• [SHORT PROBLEM]: Using the forum thread about birds bathing after a storm, explain in one to three sentences why spirit wings says it must be a bath day.

>> Begin SOURCE TEXT

# After the storm



## Avion (May 28, 2007)

Just a few pics of some of birds enjoying the sun and bath after the two day storm.


----------



## Avion (May 28, 2007)

*Couple more*

Bath time after storm


----------



## Skyeking (Jan 17, 2003)

Oh.....those are lovely pictures....mine are doing the same thing right now (in the same cat-litter boxes LOL).

I'm glad your birds are also enjoying the sun.

Thanks for sharing.


----------



## EgypSwiftLady (Jan 14, 2008)

Today must be bath day for everyones pijjies, Mine are loving their morning bath too!

Loved the photos Thanks for sharing them.


----------



## Maggie-NC (Jun 22, 2005)

Aw George, they have such sweet little faces. 

Glad to hear yall survived Hanna. I thought about you. It sure was a fast moving TS, thank goodness.


----------



## maryjane (Jul 15, 2006)

They do look very happy. It's been really hot here the last several days (today is cooler), it was 108 a few days ago and has been over 100 the other days. My birds have been enjoying their baths and "shower" (me standing. . .in the sun. . .while spraying the hose over them in a mist.  And I noticed a funny thing, when my little pigeon Toto bathes, she actually seems to "swim" from one side of the bath to the other, underwater, before popping up. The other pigeons just dunk themselves but she really moves along under the water. Sort of like a fat little feathered fish.


----------



## spirit wings (Mar 29, 2008)

ahhh, they are so beautiful....it must be a bath day as I gave mine their bath pans today too...I called it playday....I opened up the aviary doors let them out and gave them the bath pans and let them do what they wanted. pecking on the ground and just being relaxed after the bath....some flew a little but just because they wanted to...I love watching them.


----------



## TerriB (Nov 16, 2003)

maryjane said:


> ...The other pigeons just dunk themselves but she really moves along under the water. Sort of like a fat little feathered fish.


I can just picture that! Isn't it funny all the different bathing styles? 

That blue bathing pan really sets off the color of your birds - great photos!


----------



## TAWhatley (Mar 6, 2001)

maryjane said:


> And I noticed a funny thing, when my little pigeon Toto bathes, she actually seems to "swim" from one side of the bath to the other, underwater, before popping up. The other pigeons just dunk themselves but she really moves along under the water. Sort of like a fat little feathered fish.


Gosh, MJ! That's known as "torpedo pigeon" .. ducks do it all the time, but it's only a SPECIAL pigeon that can be a torpedo!

Terry


----------

>> End SOURCE TEXT
>> Begin RAW RECORDS

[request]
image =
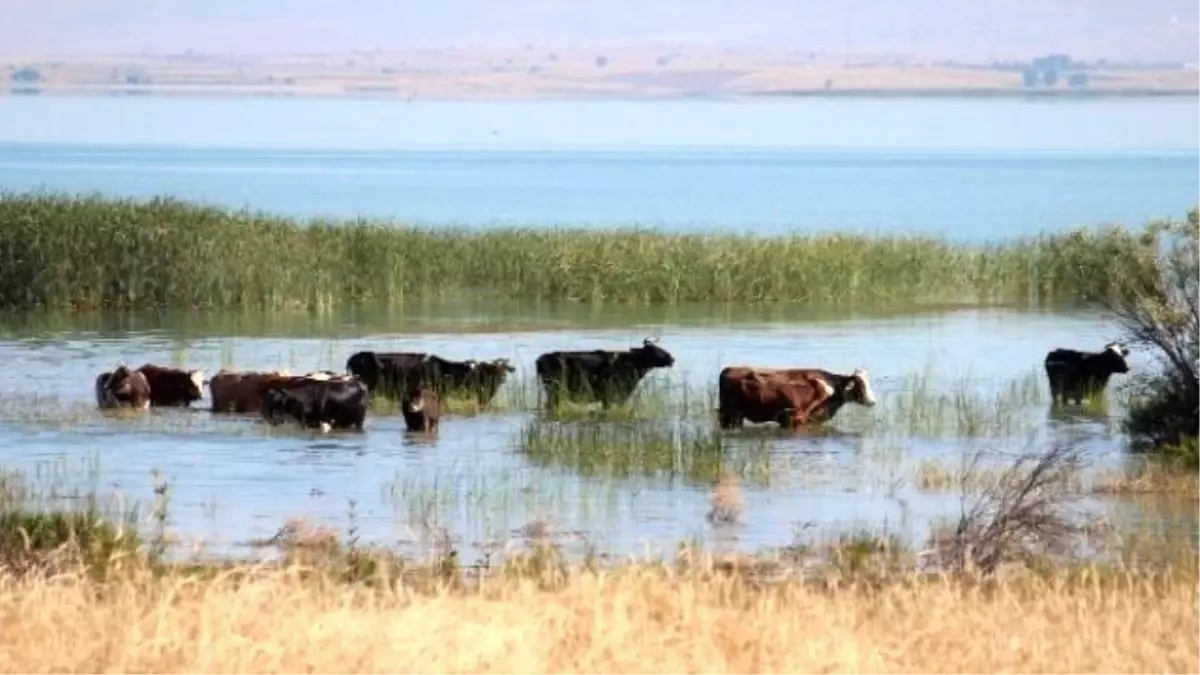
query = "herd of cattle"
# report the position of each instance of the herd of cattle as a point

>> End RAW RECORDS
>> Begin RAW RECORDS

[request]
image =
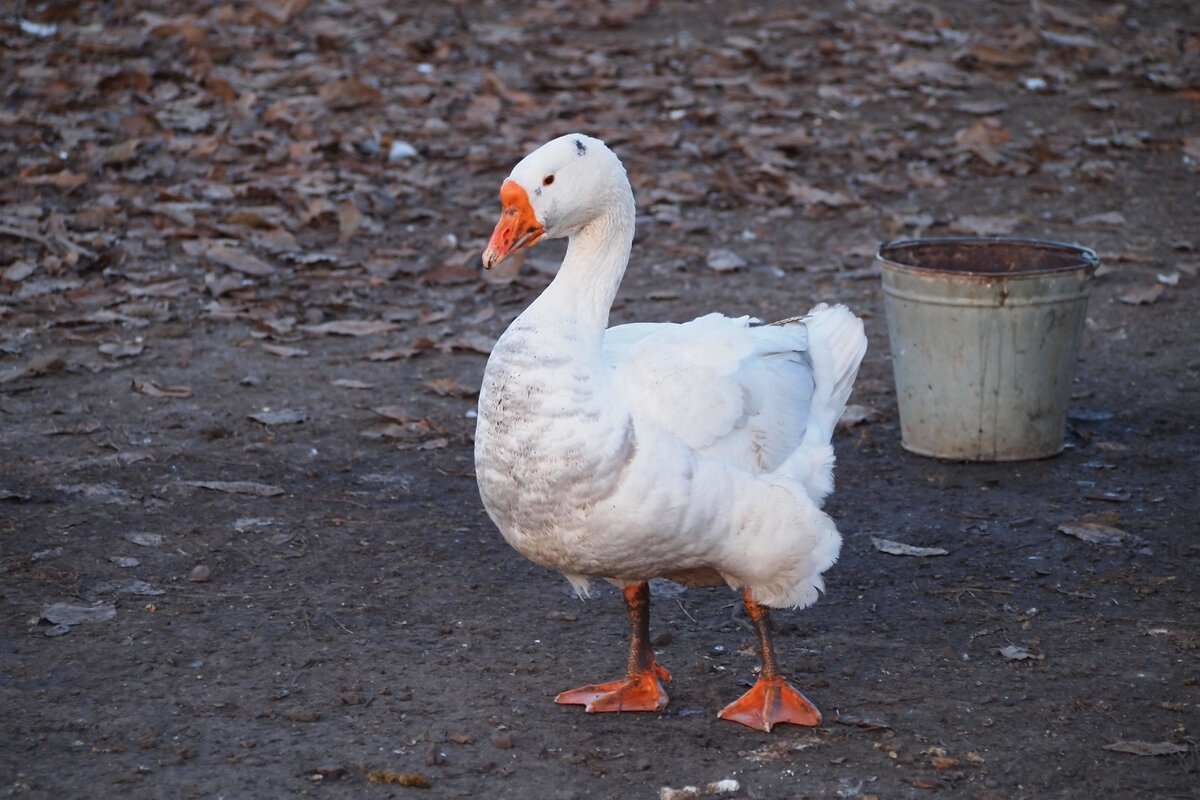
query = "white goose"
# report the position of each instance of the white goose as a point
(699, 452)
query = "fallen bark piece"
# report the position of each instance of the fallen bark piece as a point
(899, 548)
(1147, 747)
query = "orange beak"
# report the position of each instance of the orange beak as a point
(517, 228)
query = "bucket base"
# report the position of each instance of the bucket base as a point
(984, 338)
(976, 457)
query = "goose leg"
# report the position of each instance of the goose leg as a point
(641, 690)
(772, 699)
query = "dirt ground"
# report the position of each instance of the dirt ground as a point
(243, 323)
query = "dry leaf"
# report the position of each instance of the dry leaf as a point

>> End RAW RECORDS
>> Begin RAW RECORDS

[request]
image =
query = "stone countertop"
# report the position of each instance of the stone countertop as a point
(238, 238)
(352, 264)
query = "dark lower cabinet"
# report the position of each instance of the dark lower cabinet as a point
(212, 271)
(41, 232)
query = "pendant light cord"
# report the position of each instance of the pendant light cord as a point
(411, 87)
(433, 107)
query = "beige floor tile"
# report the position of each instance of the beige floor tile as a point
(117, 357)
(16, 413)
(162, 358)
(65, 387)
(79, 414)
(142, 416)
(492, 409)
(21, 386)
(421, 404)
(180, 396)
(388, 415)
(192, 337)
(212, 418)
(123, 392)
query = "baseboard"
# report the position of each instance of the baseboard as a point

>> End RAW RECORDS

• [WRITTEN RESPONSE]: Spirit wings says it must be a bath day because they had given their own birds bath pans that same day.